Texte cité:
Le Mexique est l’un des plus dangereux au monde : les morts se comptent par milliers[1]. Les criminels assassinent désormais délibérément des civils innocents et les enlèvements sont monnaie courante. Le Mexique est aujourd’hui considéré comme le deuxième pays le plus dangereux au monde pour les journalistes, le premier étant l’Irak !
Les raisons de la faiblesse de l’Etat
De 2001 à 2006, l’action vigoureuse du président Fox a constamment été enrayée par la profonde connivence existant entre la pègre et ceux qui étaient chargés de faire respecter la loi.
Après les élections de juillet 2006, le nouveau président Felipe Calderon a hérité d’une situation politique désastreuse qui se traduisait en particulier par l’arrêt des épandages aériens effectués sur les plantations de stupéfiants. Il a alors entrepris une vigoureuse reprise en main, notamment en créant le « Corps de police fédérale » qui regroupe 15 000 policiers et 10 000 militaires. Cette unité a été chargée de lutter contre le crime organisé. La lutte contre la corruption s’est également intensifiée.

Données extraites:
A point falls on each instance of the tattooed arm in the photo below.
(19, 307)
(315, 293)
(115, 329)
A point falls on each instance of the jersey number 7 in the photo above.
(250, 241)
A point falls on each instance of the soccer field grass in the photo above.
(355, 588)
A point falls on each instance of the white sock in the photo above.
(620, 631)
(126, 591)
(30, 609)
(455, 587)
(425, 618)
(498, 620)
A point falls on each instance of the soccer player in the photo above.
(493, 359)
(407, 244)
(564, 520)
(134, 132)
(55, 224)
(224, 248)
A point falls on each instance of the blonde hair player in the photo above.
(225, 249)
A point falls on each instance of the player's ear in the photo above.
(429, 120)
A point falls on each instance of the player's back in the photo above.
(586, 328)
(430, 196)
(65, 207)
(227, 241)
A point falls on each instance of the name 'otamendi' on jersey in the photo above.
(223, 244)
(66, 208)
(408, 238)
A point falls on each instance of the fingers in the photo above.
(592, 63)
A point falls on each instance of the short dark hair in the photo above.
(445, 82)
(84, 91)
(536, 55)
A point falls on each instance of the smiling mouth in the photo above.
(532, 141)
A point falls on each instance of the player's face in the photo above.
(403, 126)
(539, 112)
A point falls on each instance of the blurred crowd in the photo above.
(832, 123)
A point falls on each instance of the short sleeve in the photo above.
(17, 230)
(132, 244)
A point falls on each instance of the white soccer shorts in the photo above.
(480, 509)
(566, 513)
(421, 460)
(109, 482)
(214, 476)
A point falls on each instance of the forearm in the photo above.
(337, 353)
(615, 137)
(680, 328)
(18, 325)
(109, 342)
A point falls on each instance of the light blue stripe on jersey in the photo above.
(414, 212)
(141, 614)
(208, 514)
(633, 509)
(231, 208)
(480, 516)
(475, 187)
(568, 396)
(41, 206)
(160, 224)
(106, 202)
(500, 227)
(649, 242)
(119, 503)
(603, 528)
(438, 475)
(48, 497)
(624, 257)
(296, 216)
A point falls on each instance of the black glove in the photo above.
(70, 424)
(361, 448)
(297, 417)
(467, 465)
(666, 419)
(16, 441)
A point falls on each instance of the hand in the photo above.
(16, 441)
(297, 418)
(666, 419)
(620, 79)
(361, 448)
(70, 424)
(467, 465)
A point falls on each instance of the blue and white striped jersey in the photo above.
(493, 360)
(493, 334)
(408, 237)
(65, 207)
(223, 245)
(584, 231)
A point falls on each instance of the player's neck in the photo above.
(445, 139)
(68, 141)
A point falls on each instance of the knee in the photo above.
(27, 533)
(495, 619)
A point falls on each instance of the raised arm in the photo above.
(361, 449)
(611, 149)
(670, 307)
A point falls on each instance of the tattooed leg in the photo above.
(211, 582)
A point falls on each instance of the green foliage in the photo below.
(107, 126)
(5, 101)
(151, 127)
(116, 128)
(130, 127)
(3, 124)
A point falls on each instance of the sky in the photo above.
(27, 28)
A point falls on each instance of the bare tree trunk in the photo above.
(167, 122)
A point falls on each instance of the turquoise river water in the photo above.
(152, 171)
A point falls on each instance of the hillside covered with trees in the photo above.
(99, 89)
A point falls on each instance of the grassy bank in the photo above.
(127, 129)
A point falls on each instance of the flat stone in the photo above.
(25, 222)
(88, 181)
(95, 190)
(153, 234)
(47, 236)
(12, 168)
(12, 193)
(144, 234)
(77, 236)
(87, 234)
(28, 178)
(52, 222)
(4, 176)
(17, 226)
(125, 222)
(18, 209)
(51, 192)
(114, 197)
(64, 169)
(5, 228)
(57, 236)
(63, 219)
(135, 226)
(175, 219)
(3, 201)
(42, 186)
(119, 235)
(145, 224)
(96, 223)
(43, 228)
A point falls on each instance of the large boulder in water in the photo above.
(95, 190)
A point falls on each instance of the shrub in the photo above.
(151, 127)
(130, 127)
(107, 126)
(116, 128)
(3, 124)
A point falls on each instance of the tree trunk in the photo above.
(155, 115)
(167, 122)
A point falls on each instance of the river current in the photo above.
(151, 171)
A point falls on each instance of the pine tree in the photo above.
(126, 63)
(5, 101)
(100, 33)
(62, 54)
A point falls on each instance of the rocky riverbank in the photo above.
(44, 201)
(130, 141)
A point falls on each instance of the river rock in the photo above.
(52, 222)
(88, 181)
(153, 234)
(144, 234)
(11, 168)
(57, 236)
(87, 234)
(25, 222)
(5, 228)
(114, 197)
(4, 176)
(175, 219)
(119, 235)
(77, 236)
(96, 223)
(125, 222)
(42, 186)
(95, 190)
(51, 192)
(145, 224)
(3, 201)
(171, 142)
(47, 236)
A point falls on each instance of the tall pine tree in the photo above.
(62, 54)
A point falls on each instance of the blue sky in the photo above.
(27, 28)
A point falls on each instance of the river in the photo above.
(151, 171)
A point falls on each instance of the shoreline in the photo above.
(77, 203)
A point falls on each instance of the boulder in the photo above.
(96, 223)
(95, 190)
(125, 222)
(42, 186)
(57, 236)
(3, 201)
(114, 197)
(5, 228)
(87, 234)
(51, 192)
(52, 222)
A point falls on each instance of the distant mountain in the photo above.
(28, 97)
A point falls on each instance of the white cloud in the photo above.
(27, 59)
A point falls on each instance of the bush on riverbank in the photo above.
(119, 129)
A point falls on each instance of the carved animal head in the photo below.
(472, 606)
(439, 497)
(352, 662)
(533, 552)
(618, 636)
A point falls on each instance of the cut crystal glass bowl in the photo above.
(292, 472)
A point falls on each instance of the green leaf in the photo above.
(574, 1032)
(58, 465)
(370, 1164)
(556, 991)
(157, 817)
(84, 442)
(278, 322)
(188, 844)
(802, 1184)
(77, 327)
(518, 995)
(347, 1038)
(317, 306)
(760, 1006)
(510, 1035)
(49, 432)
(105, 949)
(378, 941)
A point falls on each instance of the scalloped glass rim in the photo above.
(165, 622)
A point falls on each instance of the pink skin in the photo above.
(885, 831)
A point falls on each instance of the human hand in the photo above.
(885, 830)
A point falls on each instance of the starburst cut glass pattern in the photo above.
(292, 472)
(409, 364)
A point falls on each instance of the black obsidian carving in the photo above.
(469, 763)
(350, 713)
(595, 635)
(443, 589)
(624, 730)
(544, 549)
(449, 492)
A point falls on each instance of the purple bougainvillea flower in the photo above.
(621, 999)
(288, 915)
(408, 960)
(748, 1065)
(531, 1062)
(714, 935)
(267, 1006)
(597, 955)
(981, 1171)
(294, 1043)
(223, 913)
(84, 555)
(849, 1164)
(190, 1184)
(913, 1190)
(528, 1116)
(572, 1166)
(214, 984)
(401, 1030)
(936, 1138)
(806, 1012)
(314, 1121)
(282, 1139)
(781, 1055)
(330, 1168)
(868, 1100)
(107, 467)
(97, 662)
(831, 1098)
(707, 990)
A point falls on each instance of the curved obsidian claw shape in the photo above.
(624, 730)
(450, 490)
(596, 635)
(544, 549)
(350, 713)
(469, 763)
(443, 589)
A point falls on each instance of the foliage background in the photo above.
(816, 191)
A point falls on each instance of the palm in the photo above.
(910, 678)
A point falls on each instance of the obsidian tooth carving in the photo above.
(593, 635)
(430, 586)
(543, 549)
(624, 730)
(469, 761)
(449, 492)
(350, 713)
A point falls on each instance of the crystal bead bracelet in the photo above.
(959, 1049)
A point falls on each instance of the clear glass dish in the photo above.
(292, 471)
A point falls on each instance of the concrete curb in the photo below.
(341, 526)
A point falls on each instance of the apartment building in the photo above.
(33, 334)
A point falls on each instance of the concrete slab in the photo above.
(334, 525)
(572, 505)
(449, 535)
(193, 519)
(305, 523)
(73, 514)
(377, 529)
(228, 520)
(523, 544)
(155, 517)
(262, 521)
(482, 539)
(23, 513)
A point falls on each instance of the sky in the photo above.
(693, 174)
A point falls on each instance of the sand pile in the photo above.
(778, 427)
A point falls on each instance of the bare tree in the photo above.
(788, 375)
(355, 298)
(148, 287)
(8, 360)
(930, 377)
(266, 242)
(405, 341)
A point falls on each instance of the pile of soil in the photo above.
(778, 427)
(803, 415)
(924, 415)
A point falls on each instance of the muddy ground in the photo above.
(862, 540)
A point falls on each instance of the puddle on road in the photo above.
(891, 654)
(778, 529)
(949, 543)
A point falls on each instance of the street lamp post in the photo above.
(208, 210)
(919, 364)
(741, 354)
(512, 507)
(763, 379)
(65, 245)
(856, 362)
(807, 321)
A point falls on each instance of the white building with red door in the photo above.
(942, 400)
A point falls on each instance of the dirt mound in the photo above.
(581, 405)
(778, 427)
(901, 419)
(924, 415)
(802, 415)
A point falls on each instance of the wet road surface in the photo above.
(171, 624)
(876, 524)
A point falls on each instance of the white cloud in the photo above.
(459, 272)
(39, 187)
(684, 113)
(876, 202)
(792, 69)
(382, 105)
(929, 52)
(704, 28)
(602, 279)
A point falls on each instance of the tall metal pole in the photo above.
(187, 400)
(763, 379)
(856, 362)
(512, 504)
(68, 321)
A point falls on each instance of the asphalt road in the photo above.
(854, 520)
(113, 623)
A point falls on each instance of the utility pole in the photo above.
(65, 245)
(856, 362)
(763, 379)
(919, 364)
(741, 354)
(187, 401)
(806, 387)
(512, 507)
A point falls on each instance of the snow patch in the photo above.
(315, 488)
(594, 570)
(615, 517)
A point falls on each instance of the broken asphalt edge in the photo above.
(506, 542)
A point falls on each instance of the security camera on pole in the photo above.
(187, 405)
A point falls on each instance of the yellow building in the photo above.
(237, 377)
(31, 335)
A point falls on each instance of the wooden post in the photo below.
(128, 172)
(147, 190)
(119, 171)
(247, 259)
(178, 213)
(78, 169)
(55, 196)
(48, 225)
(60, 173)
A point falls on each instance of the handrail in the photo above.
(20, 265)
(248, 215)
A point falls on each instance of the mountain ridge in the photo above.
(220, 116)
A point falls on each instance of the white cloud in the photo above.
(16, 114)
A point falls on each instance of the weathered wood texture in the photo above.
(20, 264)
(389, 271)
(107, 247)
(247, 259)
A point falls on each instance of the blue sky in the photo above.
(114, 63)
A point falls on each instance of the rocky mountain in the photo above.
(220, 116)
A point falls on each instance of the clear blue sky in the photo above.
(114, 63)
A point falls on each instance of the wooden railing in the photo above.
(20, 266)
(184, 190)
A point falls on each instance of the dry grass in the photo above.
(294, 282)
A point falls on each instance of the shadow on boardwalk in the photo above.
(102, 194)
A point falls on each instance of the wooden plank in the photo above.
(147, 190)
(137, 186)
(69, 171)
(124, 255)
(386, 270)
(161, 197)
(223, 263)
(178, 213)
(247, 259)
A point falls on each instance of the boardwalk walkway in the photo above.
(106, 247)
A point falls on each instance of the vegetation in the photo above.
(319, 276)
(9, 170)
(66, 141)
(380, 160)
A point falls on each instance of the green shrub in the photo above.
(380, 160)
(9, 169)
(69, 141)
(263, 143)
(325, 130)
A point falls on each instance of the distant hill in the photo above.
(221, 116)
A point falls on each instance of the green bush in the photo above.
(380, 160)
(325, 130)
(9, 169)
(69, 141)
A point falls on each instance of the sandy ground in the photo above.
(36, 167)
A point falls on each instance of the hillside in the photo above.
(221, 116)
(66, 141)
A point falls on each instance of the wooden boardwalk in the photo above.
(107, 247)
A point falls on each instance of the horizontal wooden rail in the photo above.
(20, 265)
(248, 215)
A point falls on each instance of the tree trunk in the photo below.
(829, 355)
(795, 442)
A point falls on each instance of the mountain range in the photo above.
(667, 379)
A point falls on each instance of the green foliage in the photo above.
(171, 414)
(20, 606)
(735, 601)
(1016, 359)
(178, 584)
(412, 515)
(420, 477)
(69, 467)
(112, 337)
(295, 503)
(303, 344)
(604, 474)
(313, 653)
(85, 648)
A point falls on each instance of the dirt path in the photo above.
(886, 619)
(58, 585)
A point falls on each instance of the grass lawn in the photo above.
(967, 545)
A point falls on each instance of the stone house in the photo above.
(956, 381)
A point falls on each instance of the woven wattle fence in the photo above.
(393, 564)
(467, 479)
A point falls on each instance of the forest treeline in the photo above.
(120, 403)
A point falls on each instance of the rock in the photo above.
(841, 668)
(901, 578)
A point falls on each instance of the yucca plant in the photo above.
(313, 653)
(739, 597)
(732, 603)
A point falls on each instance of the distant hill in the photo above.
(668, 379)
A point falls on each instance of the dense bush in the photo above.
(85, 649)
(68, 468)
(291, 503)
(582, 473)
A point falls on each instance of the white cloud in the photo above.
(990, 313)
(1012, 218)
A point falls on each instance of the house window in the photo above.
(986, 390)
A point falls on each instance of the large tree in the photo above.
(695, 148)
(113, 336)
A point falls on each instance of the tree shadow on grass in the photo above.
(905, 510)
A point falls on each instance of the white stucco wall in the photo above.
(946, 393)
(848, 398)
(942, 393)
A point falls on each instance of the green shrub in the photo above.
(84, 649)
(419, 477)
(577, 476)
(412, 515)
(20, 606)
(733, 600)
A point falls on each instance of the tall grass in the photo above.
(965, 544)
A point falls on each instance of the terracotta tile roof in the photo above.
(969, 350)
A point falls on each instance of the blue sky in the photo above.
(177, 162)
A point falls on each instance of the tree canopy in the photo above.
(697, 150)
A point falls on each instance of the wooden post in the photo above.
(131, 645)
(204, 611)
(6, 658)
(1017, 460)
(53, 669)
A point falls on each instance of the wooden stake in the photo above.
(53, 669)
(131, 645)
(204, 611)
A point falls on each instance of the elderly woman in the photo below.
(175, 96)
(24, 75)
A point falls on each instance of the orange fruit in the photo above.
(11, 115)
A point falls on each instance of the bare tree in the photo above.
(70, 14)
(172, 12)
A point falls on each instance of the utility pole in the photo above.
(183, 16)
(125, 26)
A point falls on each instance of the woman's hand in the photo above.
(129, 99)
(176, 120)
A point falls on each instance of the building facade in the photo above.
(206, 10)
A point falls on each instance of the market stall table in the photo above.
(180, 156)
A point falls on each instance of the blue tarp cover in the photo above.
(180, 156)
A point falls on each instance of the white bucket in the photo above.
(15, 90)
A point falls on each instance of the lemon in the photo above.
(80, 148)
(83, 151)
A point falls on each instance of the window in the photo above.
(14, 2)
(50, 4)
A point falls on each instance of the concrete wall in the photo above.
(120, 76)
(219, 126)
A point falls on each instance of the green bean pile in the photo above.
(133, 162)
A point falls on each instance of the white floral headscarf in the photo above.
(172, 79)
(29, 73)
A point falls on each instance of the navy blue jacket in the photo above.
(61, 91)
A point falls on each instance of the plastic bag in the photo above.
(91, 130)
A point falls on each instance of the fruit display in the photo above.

Exercice proposé:
Recopiez à l'identique le passage de l'extrait sur le Mexique qui va de « Le Mexique est l’un » jusqu'à « respecter la loi. » inclus. Ne vous servez que de l'extrait sur le Mexique.

Réponse:
Le Mexique est l’un des plus dangereux au monde : les morts se comptent par milliers[1]. Les criminels assassinent désormais délibérément des civils innocents et les enlèvements sont monnaie courante. Le Mexique est aujourd’hui considéré comme le deuxième pays le plus dangereux au monde pour les journalistes, le premier étant l’Irak !
Les raisons de la faiblesse de l’Etat
De 2001 à 2006, l’action vigoureuse du président Fox a constamment été enrayée par la profonde connivence existant entre la pègre et ceux qui étaient chargés de faire respecter la loi.